Named object pointing records
>>>

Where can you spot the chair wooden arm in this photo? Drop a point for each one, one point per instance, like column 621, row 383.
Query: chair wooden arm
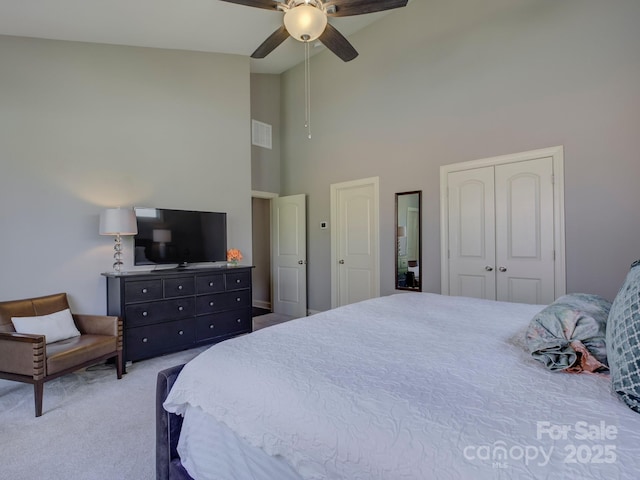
column 97, row 324
column 22, row 354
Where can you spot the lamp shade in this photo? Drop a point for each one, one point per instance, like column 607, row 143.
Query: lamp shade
column 118, row 221
column 305, row 22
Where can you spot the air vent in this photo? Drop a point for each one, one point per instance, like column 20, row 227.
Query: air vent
column 261, row 134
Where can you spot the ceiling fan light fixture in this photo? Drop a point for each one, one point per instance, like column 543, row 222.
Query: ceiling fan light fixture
column 305, row 22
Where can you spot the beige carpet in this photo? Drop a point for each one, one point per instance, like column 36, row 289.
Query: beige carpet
column 93, row 426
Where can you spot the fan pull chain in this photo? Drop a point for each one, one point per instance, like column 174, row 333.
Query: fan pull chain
column 307, row 89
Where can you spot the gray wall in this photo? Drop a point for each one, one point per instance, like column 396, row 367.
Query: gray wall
column 86, row 126
column 265, row 107
column 445, row 82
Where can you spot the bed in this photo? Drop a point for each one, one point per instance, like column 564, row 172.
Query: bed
column 408, row 386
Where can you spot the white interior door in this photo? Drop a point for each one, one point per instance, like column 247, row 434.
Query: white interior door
column 472, row 233
column 503, row 227
column 524, row 232
column 289, row 255
column 355, row 246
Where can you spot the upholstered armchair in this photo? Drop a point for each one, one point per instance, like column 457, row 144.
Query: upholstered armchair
column 36, row 358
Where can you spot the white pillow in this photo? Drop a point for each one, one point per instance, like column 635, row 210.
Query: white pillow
column 55, row 326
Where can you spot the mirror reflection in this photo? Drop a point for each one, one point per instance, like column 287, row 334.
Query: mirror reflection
column 408, row 240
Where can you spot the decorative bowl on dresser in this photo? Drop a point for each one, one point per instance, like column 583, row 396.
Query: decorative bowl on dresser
column 166, row 311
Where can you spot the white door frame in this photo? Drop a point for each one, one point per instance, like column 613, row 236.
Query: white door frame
column 375, row 182
column 557, row 154
column 268, row 196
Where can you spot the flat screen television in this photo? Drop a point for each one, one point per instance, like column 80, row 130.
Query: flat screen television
column 179, row 236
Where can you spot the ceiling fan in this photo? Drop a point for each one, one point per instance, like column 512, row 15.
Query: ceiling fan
column 306, row 21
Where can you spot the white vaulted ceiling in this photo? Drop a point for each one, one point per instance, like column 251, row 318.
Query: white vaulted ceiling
column 200, row 25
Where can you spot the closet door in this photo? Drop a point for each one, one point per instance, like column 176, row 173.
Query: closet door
column 501, row 232
column 472, row 233
column 524, row 231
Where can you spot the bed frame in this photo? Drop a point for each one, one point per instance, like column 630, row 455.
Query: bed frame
column 168, row 425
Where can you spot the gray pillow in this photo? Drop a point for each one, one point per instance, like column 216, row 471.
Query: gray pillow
column 569, row 335
column 623, row 339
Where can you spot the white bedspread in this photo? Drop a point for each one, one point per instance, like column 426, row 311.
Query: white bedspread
column 412, row 386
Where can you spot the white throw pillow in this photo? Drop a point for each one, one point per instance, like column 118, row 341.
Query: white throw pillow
column 55, row 326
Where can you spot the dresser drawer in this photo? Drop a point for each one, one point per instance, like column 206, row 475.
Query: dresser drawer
column 219, row 324
column 179, row 287
column 210, row 303
column 161, row 311
column 210, row 283
column 144, row 342
column 237, row 280
column 142, row 291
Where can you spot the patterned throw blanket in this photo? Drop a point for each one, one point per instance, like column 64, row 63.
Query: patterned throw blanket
column 569, row 334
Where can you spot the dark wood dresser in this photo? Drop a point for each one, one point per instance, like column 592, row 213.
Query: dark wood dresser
column 166, row 311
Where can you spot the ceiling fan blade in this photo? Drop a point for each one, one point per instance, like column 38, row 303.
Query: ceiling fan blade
column 335, row 41
column 270, row 44
column 268, row 4
column 347, row 8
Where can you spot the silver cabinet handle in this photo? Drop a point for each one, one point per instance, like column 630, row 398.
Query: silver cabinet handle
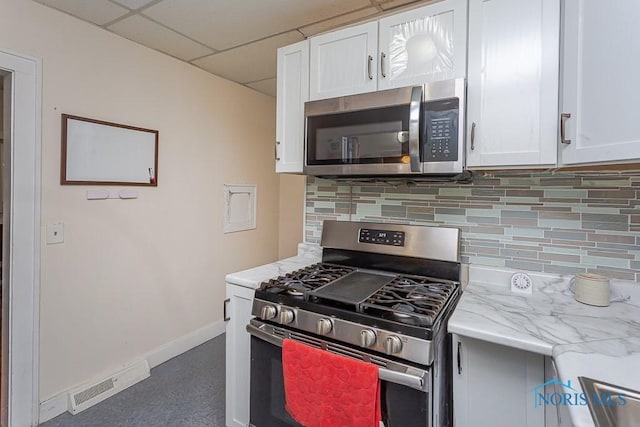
column 563, row 130
column 414, row 128
column 473, row 135
column 224, row 310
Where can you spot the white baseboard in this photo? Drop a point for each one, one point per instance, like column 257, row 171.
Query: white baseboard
column 58, row 404
column 53, row 407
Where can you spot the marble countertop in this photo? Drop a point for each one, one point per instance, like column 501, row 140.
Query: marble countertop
column 598, row 342
column 307, row 254
column 489, row 311
column 613, row 361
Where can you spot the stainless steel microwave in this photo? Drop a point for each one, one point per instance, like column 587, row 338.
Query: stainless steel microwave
column 415, row 130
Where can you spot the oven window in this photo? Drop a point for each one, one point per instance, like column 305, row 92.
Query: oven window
column 267, row 386
column 401, row 406
column 372, row 136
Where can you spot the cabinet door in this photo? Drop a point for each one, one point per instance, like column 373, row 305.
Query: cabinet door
column 238, row 355
column 423, row 45
column 293, row 91
column 344, row 62
column 512, row 88
column 599, row 90
column 492, row 385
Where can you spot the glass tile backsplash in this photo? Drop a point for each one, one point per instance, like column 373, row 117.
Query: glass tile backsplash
column 548, row 222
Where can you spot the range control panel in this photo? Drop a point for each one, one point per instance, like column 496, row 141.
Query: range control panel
column 381, row 237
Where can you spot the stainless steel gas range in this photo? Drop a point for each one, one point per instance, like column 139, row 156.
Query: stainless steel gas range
column 382, row 294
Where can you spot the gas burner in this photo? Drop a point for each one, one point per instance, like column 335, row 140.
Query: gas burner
column 414, row 300
column 299, row 282
column 402, row 310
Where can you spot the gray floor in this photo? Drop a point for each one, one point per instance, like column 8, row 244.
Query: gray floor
column 188, row 390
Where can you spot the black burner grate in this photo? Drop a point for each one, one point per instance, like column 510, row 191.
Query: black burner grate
column 306, row 279
column 412, row 300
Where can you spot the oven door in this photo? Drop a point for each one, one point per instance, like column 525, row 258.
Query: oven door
column 405, row 390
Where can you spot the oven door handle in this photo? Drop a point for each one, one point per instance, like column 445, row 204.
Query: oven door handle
column 401, row 378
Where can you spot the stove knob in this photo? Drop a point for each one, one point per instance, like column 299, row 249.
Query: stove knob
column 286, row 316
column 268, row 312
column 367, row 338
column 392, row 345
column 324, row 326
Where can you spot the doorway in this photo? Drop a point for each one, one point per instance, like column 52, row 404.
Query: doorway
column 21, row 129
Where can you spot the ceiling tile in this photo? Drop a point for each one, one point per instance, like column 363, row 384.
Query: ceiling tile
column 392, row 4
column 338, row 21
column 248, row 63
column 133, row 4
column 268, row 87
column 148, row 33
column 222, row 24
column 97, row 11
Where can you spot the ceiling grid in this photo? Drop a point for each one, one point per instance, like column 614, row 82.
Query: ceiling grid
column 232, row 39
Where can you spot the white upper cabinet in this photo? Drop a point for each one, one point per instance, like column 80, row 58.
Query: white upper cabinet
column 293, row 91
column 343, row 62
column 600, row 56
column 413, row 47
column 512, row 83
column 423, row 45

<<<

## What is needed
Transcribe word for word the part of the records above that opens with the line containing "Where can you spot the glass" and closes with the line containing "column 381, row 237", keeping both of those lines.

## The completed task
Where can you spot the glass tile backsplash in this photo? Drop a point for each one, one point per instance, like column 373, row 117.
Query: glass tile backsplash
column 548, row 222
Where can you spot the range control panel in this photo? Drop a point for each one, one point per instance, like column 496, row 141.
Query: range control panel
column 381, row 237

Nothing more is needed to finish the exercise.